DATA FOR ANALYSIS:
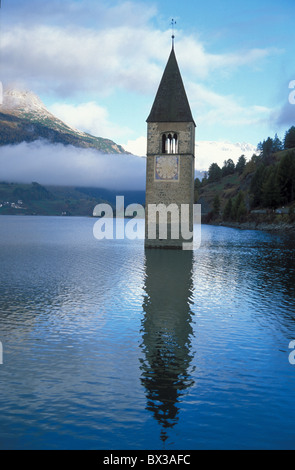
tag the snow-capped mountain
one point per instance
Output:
(207, 152)
(24, 117)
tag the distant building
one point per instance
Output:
(170, 161)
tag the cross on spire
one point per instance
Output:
(173, 22)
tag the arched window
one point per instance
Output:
(169, 143)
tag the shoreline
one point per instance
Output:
(263, 226)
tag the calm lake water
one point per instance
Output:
(108, 346)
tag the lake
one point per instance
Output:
(106, 345)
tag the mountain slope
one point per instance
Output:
(23, 117)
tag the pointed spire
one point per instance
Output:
(171, 103)
(173, 22)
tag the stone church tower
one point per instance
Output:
(170, 163)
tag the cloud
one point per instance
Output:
(89, 117)
(56, 164)
(121, 49)
(285, 116)
(206, 152)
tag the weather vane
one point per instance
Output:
(173, 22)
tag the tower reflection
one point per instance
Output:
(166, 333)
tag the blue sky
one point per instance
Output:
(97, 64)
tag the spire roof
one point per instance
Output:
(171, 103)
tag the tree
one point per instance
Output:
(239, 209)
(216, 205)
(227, 213)
(286, 177)
(270, 194)
(228, 167)
(289, 140)
(277, 144)
(215, 173)
(256, 184)
(241, 163)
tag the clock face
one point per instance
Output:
(167, 167)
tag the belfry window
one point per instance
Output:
(169, 143)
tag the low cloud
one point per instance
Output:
(56, 164)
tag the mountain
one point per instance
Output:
(23, 117)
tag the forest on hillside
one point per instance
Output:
(263, 184)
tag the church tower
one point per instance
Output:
(170, 164)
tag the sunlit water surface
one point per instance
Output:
(108, 346)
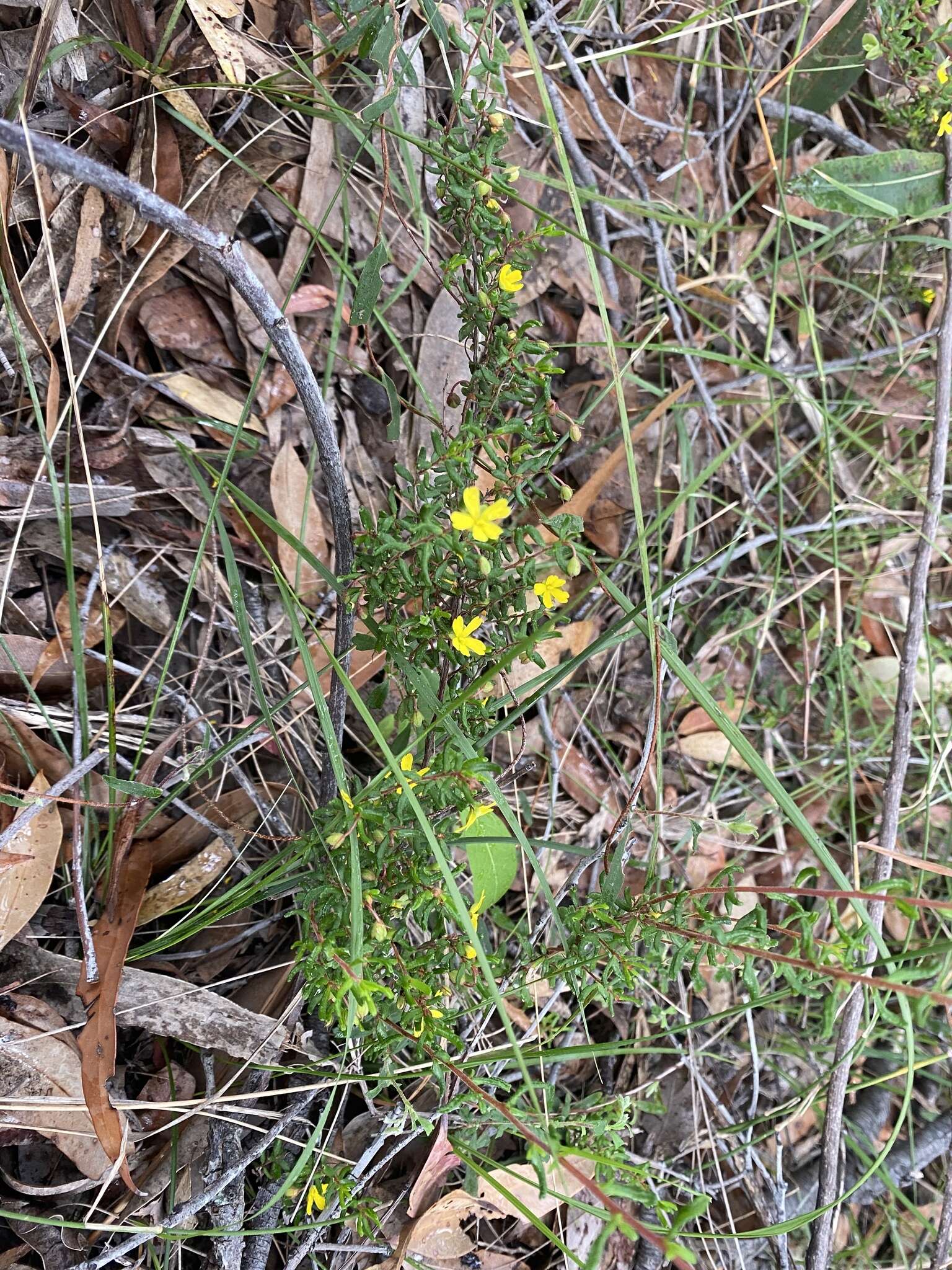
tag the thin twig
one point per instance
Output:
(597, 213)
(66, 783)
(819, 123)
(819, 1250)
(940, 1258)
(227, 255)
(192, 1207)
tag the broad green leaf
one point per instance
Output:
(368, 286)
(831, 70)
(493, 855)
(895, 183)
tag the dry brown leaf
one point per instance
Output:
(441, 1161)
(208, 402)
(89, 241)
(162, 1006)
(364, 664)
(164, 171)
(295, 504)
(186, 883)
(311, 299)
(24, 886)
(20, 654)
(442, 365)
(521, 1183)
(38, 1066)
(128, 878)
(711, 747)
(697, 719)
(438, 1236)
(221, 40)
(110, 131)
(182, 322)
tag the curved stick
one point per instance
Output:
(227, 255)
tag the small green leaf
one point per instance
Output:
(394, 399)
(895, 183)
(368, 286)
(493, 855)
(134, 788)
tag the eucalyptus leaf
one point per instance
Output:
(368, 286)
(831, 70)
(493, 855)
(890, 184)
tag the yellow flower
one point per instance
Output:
(551, 591)
(470, 818)
(407, 765)
(470, 951)
(479, 520)
(462, 639)
(316, 1199)
(511, 278)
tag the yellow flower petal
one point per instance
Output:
(479, 520)
(511, 278)
(316, 1199)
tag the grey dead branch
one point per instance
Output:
(156, 1003)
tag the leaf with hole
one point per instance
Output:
(891, 184)
(368, 286)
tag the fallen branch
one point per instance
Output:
(226, 254)
(818, 123)
(190, 1208)
(819, 1250)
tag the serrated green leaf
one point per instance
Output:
(895, 183)
(368, 286)
(493, 855)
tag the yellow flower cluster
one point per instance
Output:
(483, 522)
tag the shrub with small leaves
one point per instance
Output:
(464, 571)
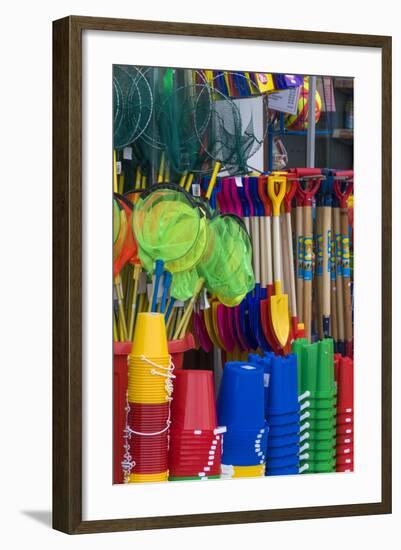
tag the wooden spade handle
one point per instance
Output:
(326, 260)
(299, 260)
(319, 271)
(255, 247)
(293, 299)
(339, 279)
(346, 275)
(308, 271)
(333, 320)
(263, 251)
(285, 268)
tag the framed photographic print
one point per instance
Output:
(222, 275)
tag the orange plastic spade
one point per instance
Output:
(276, 188)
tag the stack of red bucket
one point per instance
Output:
(148, 405)
(195, 439)
(344, 370)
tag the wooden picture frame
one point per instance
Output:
(67, 274)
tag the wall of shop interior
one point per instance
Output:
(26, 288)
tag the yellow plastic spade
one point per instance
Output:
(279, 302)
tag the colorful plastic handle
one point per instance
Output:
(276, 198)
(263, 196)
(341, 194)
(291, 189)
(305, 194)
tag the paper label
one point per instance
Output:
(285, 101)
(127, 153)
(196, 190)
(328, 267)
(346, 257)
(142, 280)
(332, 257)
(300, 267)
(308, 244)
(339, 267)
(319, 255)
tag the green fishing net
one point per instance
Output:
(116, 220)
(227, 263)
(132, 104)
(168, 225)
(183, 117)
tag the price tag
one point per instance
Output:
(142, 283)
(127, 153)
(196, 191)
(285, 101)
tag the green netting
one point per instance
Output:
(132, 104)
(183, 118)
(227, 263)
(184, 284)
(167, 225)
(116, 220)
(230, 137)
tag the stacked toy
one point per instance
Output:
(345, 414)
(316, 379)
(241, 409)
(195, 439)
(283, 417)
(148, 408)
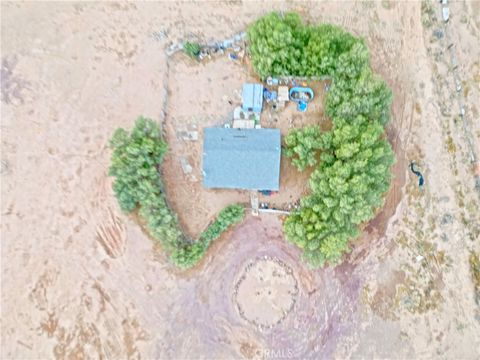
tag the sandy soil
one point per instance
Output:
(80, 279)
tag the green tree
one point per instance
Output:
(135, 163)
(355, 158)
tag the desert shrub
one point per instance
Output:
(188, 255)
(192, 49)
(353, 174)
(231, 215)
(135, 164)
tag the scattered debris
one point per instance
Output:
(186, 167)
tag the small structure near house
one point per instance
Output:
(252, 97)
(247, 159)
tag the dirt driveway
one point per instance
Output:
(81, 280)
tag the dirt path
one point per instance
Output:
(80, 279)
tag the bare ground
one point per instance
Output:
(80, 279)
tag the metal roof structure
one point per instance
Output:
(252, 97)
(246, 159)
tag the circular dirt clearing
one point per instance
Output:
(266, 292)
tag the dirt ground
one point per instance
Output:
(81, 280)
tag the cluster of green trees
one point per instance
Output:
(355, 158)
(135, 164)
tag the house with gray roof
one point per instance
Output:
(246, 159)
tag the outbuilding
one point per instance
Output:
(252, 98)
(247, 159)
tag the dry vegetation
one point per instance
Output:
(79, 279)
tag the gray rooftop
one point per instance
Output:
(241, 158)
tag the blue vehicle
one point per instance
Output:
(302, 96)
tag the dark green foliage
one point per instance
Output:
(231, 215)
(136, 158)
(355, 158)
(192, 49)
(190, 254)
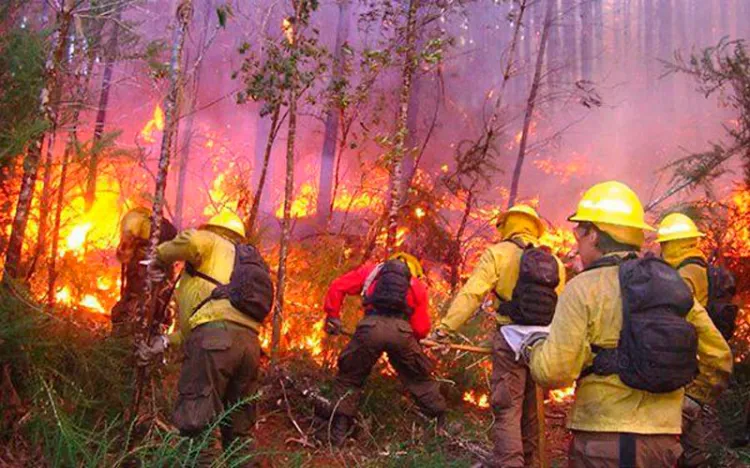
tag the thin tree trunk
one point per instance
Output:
(190, 104)
(252, 219)
(509, 64)
(48, 108)
(328, 154)
(457, 259)
(569, 8)
(285, 226)
(410, 62)
(587, 47)
(171, 113)
(101, 113)
(530, 105)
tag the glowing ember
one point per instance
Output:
(476, 399)
(562, 395)
(77, 237)
(155, 124)
(288, 28)
(93, 303)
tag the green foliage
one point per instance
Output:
(22, 53)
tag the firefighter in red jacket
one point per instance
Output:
(396, 318)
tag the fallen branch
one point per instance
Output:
(457, 347)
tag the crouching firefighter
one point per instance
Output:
(713, 287)
(524, 280)
(135, 229)
(396, 317)
(224, 295)
(628, 332)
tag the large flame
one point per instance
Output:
(155, 124)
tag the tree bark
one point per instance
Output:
(48, 108)
(530, 104)
(171, 114)
(285, 226)
(328, 154)
(570, 14)
(191, 99)
(587, 47)
(410, 62)
(101, 113)
(273, 131)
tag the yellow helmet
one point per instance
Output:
(677, 226)
(612, 203)
(411, 261)
(228, 220)
(522, 210)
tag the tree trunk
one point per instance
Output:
(48, 108)
(530, 105)
(570, 14)
(457, 258)
(328, 155)
(665, 47)
(171, 114)
(191, 99)
(410, 62)
(273, 131)
(101, 113)
(587, 47)
(285, 226)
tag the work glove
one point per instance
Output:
(333, 326)
(155, 271)
(146, 352)
(528, 344)
(442, 338)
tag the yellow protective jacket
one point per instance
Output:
(497, 271)
(212, 255)
(588, 312)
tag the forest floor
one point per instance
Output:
(66, 388)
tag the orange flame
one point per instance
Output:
(480, 400)
(155, 124)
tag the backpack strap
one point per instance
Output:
(192, 271)
(693, 261)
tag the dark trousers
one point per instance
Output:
(515, 433)
(220, 369)
(374, 336)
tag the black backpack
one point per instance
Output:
(721, 289)
(392, 281)
(534, 298)
(249, 290)
(657, 350)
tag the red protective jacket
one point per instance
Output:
(351, 284)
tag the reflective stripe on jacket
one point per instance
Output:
(588, 312)
(213, 255)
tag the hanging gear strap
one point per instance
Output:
(627, 450)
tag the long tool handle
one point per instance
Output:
(457, 347)
(542, 423)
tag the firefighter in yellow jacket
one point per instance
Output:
(513, 401)
(614, 424)
(701, 431)
(220, 344)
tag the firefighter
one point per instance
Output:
(220, 343)
(615, 424)
(513, 396)
(135, 228)
(678, 237)
(395, 304)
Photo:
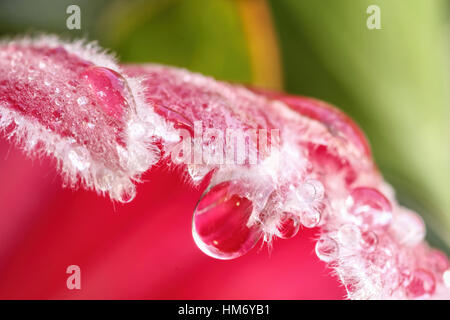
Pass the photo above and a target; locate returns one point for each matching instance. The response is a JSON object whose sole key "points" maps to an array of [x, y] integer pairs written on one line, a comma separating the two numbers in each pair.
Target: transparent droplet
{"points": [[327, 249], [288, 226], [349, 236], [128, 193], [446, 278], [109, 88], [421, 284], [310, 218], [82, 101], [179, 120], [198, 172], [369, 241], [221, 226], [370, 207], [80, 159]]}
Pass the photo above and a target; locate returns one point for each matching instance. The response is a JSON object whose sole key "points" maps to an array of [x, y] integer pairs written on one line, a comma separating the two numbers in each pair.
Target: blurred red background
{"points": [[142, 250]]}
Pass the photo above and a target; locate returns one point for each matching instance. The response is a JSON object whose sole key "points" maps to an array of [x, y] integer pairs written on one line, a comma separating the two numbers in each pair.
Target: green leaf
{"points": [[392, 81]]}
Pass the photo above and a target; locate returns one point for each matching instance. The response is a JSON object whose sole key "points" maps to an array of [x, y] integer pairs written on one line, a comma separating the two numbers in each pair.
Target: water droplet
{"points": [[349, 236], [409, 228], [310, 218], [79, 157], [369, 241], [128, 193], [288, 226], [221, 223], [82, 101], [370, 207], [420, 284], [327, 249], [109, 87], [179, 120]]}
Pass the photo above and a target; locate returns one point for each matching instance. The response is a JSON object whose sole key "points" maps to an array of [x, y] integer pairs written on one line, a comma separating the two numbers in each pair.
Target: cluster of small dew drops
{"points": [[376, 247], [74, 108]]}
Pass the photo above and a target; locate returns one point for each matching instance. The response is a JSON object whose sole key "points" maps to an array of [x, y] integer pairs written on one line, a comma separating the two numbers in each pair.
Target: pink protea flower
{"points": [[106, 125]]}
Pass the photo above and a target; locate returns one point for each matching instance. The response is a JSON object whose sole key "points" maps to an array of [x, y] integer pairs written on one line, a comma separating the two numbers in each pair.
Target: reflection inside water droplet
{"points": [[221, 226]]}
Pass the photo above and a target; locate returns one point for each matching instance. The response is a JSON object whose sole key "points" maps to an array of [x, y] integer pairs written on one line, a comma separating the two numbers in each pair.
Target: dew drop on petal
{"points": [[349, 236], [288, 226], [438, 261], [80, 159], [421, 284], [327, 249], [109, 88], [128, 193], [409, 228], [310, 218], [221, 223], [370, 207], [369, 241]]}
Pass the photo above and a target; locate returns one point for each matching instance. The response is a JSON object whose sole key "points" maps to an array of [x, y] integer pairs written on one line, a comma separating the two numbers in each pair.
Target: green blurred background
{"points": [[392, 81]]}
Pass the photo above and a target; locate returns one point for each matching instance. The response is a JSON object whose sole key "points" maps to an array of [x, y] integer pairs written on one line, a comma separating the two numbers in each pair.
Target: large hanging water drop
{"points": [[221, 224], [288, 226]]}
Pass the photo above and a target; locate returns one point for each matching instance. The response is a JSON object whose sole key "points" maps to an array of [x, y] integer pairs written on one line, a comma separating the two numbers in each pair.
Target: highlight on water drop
{"points": [[221, 224]]}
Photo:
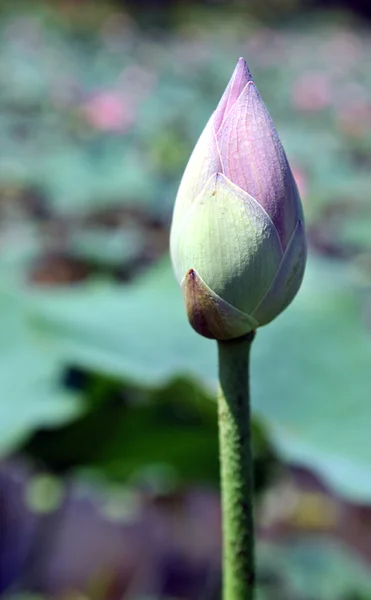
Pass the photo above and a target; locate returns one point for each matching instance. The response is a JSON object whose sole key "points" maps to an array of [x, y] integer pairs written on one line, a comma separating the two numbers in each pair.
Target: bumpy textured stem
{"points": [[236, 468]]}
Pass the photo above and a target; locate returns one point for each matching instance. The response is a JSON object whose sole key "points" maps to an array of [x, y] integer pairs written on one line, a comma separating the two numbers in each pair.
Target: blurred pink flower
{"points": [[109, 111], [312, 92]]}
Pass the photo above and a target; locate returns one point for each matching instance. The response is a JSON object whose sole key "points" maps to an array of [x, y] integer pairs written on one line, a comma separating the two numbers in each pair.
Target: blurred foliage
{"points": [[101, 378]]}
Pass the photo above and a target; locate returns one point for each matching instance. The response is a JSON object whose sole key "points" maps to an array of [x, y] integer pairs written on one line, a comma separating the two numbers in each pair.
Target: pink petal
{"points": [[241, 76], [254, 159]]}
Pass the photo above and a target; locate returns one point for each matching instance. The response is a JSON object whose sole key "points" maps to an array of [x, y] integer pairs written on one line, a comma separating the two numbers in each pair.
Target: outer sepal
{"points": [[209, 314], [230, 241], [287, 280]]}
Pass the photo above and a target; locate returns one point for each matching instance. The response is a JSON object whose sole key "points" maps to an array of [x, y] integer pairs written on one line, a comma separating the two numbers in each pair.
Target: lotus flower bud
{"points": [[237, 237]]}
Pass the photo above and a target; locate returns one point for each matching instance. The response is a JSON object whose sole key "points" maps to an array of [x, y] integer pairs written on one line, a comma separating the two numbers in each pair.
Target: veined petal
{"points": [[231, 242], [287, 280], [203, 163], [210, 315], [241, 75], [254, 159]]}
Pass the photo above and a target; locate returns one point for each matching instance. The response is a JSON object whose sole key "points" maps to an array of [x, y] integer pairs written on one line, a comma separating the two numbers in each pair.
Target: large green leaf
{"points": [[31, 395], [311, 375]]}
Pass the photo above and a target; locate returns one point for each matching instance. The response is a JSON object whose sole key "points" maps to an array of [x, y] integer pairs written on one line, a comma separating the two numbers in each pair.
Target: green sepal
{"points": [[210, 315]]}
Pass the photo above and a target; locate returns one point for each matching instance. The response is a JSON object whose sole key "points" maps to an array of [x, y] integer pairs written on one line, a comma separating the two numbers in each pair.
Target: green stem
{"points": [[236, 468]]}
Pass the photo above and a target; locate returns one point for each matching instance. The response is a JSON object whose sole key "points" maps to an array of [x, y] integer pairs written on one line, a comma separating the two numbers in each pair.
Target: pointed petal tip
{"points": [[243, 70]]}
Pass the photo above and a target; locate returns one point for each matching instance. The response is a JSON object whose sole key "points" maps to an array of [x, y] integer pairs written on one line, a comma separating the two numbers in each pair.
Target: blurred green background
{"points": [[108, 434]]}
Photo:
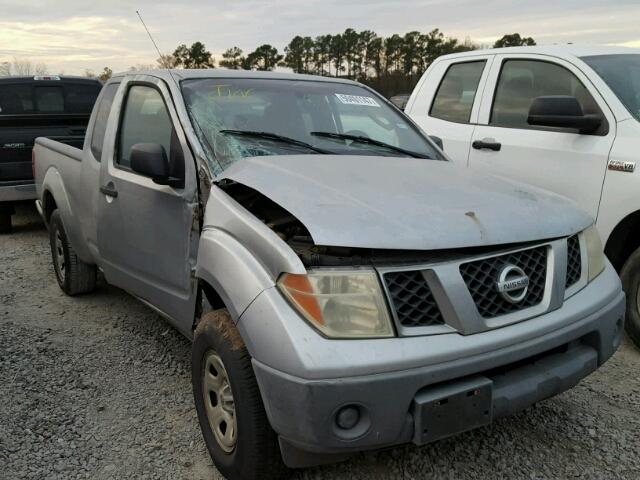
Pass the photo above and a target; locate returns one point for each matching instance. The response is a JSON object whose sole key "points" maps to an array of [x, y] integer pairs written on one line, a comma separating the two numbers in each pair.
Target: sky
{"points": [[71, 36]]}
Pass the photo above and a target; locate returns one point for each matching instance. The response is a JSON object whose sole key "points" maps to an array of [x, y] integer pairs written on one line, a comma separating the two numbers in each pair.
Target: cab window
{"points": [[522, 81], [102, 115], [457, 92], [145, 120]]}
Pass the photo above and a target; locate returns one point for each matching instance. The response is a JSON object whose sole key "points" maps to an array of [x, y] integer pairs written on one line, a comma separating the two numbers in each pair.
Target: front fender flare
{"points": [[236, 275]]}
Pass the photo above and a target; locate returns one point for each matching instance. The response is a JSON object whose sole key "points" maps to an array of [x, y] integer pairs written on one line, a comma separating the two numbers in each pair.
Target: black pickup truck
{"points": [[30, 107]]}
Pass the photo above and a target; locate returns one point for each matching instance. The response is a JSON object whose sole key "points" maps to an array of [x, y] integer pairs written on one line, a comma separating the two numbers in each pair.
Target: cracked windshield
{"points": [[237, 118]]}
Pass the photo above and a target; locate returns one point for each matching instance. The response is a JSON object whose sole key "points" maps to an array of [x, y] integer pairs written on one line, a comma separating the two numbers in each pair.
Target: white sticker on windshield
{"points": [[357, 100]]}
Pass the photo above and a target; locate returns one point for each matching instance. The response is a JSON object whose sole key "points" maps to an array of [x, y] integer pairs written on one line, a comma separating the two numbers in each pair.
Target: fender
{"points": [[236, 275], [54, 184], [238, 255]]}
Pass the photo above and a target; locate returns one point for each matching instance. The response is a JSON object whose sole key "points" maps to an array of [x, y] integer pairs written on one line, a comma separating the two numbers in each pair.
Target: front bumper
{"points": [[15, 191], [395, 406]]}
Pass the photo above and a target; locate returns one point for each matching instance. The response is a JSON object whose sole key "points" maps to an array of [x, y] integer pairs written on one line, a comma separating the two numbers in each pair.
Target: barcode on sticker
{"points": [[357, 100]]}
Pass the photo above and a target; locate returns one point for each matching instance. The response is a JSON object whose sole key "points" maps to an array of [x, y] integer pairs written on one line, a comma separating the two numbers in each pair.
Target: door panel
{"points": [[563, 161], [448, 100], [145, 230]]}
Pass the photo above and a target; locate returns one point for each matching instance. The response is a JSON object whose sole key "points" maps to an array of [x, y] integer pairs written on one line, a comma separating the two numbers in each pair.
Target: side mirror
{"points": [[437, 141], [562, 111], [151, 160]]}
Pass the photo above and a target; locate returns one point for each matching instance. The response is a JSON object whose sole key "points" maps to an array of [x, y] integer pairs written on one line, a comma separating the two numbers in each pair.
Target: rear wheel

WORK TASK: The required output is a copy of each line in the records where the string "church" occurs.

TASK ANSWER:
tag the stone church tower
tag the church tower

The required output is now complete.